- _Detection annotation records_
Begin
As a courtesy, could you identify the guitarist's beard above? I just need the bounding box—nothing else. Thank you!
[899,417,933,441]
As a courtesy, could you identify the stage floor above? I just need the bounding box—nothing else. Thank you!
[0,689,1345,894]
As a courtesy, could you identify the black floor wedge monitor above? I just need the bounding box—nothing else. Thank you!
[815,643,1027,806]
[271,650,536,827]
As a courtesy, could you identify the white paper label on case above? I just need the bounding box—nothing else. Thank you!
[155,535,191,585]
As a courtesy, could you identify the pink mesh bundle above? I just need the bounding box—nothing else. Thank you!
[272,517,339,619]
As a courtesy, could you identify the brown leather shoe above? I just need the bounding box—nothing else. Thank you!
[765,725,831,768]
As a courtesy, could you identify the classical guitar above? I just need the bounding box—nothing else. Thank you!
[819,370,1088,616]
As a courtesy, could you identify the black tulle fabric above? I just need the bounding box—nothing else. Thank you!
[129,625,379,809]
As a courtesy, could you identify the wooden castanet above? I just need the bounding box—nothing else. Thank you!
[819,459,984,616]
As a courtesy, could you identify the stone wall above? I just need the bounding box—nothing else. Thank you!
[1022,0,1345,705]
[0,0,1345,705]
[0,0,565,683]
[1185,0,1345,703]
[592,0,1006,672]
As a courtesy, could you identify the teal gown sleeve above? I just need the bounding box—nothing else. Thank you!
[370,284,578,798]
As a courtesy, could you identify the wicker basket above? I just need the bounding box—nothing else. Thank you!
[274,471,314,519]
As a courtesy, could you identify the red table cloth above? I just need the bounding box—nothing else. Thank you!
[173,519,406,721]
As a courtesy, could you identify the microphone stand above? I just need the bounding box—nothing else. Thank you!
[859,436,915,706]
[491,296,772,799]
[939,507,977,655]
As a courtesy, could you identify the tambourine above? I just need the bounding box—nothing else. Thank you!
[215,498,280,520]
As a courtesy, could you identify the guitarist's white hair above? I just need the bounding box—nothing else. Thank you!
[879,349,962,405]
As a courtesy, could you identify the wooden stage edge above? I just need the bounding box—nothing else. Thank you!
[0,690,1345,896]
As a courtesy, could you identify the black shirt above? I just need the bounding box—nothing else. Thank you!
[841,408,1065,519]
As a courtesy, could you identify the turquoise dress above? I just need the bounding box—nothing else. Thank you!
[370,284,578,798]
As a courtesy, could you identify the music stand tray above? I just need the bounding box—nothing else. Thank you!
End
- _SET TASK_
Carry over every line from the line containing "As a courtesy, could you identify the black shirt" through the last line above, adding 11 to each number in the bounding box coordinates.

- _EXERCISE OUTPUT_
As a courtesy, could you identify the black shirt above? I just need the bounding box—nothing else. Thank you!
[852,419,1076,530]
As a courtesy, could you identify the turquoise dress above? I just need the bounding box—nothing else. Thank you!
[381,295,589,809]
As a courtesy, could you identify the music stand tray above? I just need the bounding box—nothing else. Thank you!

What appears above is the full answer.